Data in this exercise:
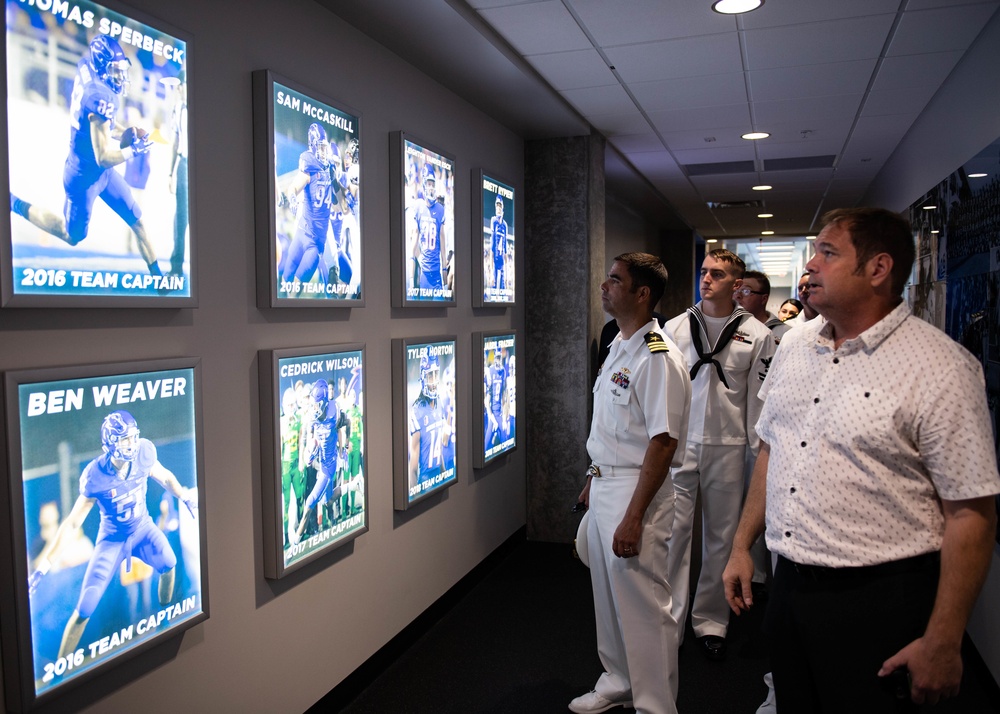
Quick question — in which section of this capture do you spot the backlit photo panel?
[475,173,516,307]
[272,81,362,301]
[0,0,195,307]
[395,338,458,510]
[3,360,207,708]
[264,345,368,577]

Problem requirements: Rewrite every line of the data above except the picture, keeping the wording unchanged and scaling each bounding-box coordinate by 2.55. Round each result to the nearest whole number, rounding halves up.

Exercise solution:
Quick question — in which section of this capture do you spot the backlit photo panel?
[1211,441,1316,783]
[694,207,923,768]
[0,0,497,783]
[1007,862,1168,1301]
[8,918,528,1805]
[673,880,938,1471]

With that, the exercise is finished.